Collected data
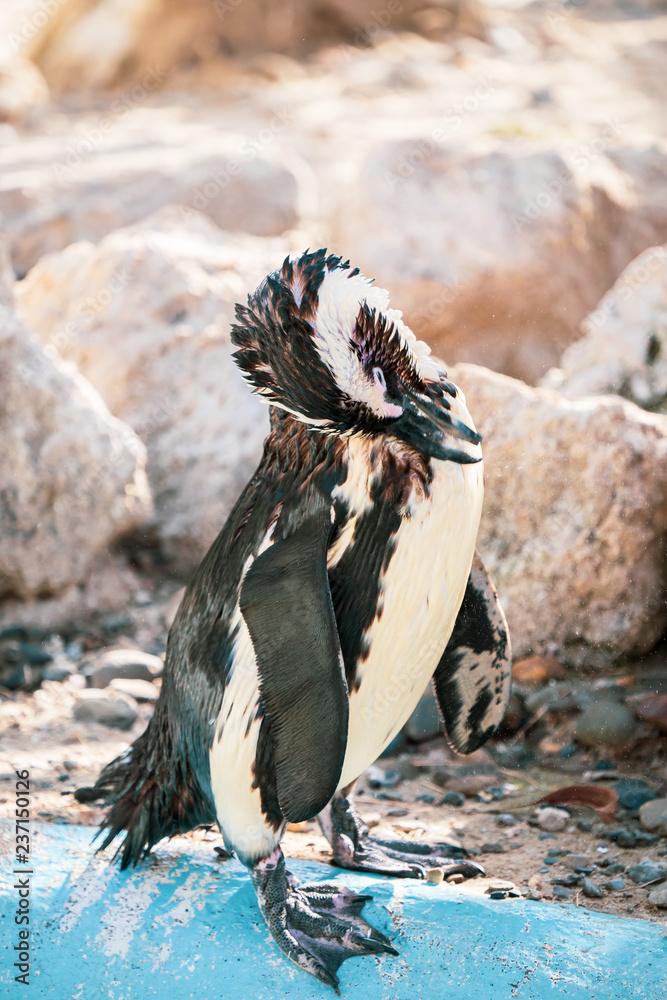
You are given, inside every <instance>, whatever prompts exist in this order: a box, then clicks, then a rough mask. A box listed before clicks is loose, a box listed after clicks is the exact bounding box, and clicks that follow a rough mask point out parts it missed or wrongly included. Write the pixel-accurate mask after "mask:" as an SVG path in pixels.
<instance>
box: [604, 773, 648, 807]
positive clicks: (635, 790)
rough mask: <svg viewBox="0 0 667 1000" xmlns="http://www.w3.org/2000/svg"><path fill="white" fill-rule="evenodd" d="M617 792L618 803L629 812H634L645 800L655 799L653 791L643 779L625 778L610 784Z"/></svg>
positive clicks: (637, 778)
mask: <svg viewBox="0 0 667 1000" xmlns="http://www.w3.org/2000/svg"><path fill="white" fill-rule="evenodd" d="M612 788H613V789H614V791H615V792H616V793H617V794H618V801H619V804H620V805H622V806H623V808H624V809H628V810H629V811H630V812H636V811H637V810H638V809H640V808H641V806H643V805H644V803H645V802H652V801H654V800H655V792H654V791H653V789H652V788H650V787H649V785H647V784H646V782H645V781H641V780H640V779H638V778H625V779H624V780H623V781H617V782H616V783H615V784H614V785H612Z"/></svg>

Activity
Return an exact copy of the data above, apart from any pictures.

Exercise result
You are given, inside every <instance>, whatever prompts exist in this order: a box, then clicks, then a rough mask. A box listed before clicks is loose, a box listed after clicks is the exact bounding box, and clicks that follow a rough mask point out parts it missed or wrongly included. Write the pixel-accurate mask after "mask:" as an SVG path in pixels.
<instance>
box: [604, 773, 648, 807]
positive clicks: (635, 790)
rough mask: <svg viewBox="0 0 667 1000" xmlns="http://www.w3.org/2000/svg"><path fill="white" fill-rule="evenodd" d="M617 792L618 803L629 812H634L645 800L655 799L653 791L643 779L625 778L610 784Z"/></svg>
positive clicks: (637, 778)
mask: <svg viewBox="0 0 667 1000" xmlns="http://www.w3.org/2000/svg"><path fill="white" fill-rule="evenodd" d="M612 788H613V789H614V791H615V792H616V793H617V794H618V801H619V804H620V805H622V806H623V808H624V809H628V810H629V811H630V812H636V811H637V810H638V809H640V808H641V806H643V805H644V803H645V802H652V801H654V800H655V792H654V791H653V789H652V788H650V787H649V785H647V784H646V782H645V781H641V780H640V779H638V778H625V779H624V780H623V781H617V782H616V783H615V784H614V785H612Z"/></svg>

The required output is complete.